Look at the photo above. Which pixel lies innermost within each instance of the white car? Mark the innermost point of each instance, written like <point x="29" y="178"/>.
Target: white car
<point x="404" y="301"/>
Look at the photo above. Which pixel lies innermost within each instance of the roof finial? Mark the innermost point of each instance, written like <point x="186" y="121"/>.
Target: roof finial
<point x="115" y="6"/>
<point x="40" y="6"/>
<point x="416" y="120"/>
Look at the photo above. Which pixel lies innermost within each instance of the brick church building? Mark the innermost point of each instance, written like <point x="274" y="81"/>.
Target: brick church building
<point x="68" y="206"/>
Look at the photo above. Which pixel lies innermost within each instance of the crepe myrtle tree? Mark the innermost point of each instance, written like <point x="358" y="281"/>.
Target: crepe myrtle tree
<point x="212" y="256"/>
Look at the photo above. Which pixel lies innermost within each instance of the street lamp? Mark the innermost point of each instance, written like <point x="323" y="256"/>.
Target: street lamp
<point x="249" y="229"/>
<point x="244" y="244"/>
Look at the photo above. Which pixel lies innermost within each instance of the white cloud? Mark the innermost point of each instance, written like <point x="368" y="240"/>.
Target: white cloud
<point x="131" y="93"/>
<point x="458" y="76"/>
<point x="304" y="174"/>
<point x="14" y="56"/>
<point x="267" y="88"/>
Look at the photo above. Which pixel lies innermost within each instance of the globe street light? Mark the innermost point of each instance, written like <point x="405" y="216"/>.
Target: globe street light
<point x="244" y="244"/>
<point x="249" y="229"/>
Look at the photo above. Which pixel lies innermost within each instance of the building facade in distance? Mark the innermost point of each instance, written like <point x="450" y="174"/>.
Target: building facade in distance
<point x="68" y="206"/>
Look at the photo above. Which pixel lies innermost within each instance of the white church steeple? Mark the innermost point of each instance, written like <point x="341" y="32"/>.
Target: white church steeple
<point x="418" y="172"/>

- - - -

### Work task
Retype the entries exactly; leave nothing out.

### Answer to this problem
Look at the photo above. Which pixel lies innermost within each instance of the white car? Mark the innermost point of each instance, written like <point x="29" y="178"/>.
Target: white car
<point x="404" y="301"/>
Look at the photo above. Which pixel lies innermost within each instance of the roof finial? Mark the innermost point of each instance, written like <point x="186" y="121"/>.
Target: roof finial
<point x="115" y="6"/>
<point x="40" y="6"/>
<point x="416" y="120"/>
Look at the photo above. Which pixel lies innermost within each instance of the brick church building? Mark the innermost point of each instance, written like <point x="274" y="81"/>.
Target: brick church building
<point x="68" y="206"/>
Look at the photo above. Which pixel lies innermost within each instance of the crepe myrtle tree? Mark the innermost point of each instance, written like <point x="358" y="281"/>.
Target: crepe myrtle tree
<point x="212" y="256"/>
Look at the photo above. Which pixel lies innermost within each instance of the street lamp? Mark the innermost point of each instance, written like <point x="323" y="256"/>.
Target: street lamp
<point x="249" y="229"/>
<point x="244" y="244"/>
Look at the photo above. Which pixel lies innermost within each instance of the white cloud? Mark the innermost point of each instance, written like <point x="368" y="240"/>.
Target: white cloud
<point x="131" y="93"/>
<point x="458" y="76"/>
<point x="304" y="174"/>
<point x="14" y="56"/>
<point x="267" y="88"/>
Look at the photo above. Which pixel lies innermost within each instance of the globe street light? Mark the innermost point of each instance, written like <point x="405" y="216"/>.
Target: globe street light
<point x="244" y="244"/>
<point x="249" y="229"/>
Look at the photo above. Which pixel lies innermost within each instance of the building facade in distance? Mark the innermost point of each instance, written like <point x="450" y="174"/>.
Target: building facade in distance
<point x="68" y="206"/>
Look at the photo above. Which pixel lies innermost within each instance of the white church steeple? Mark the innermost point of each instance, written like <point x="341" y="32"/>.
Target: white church steeple
<point x="418" y="172"/>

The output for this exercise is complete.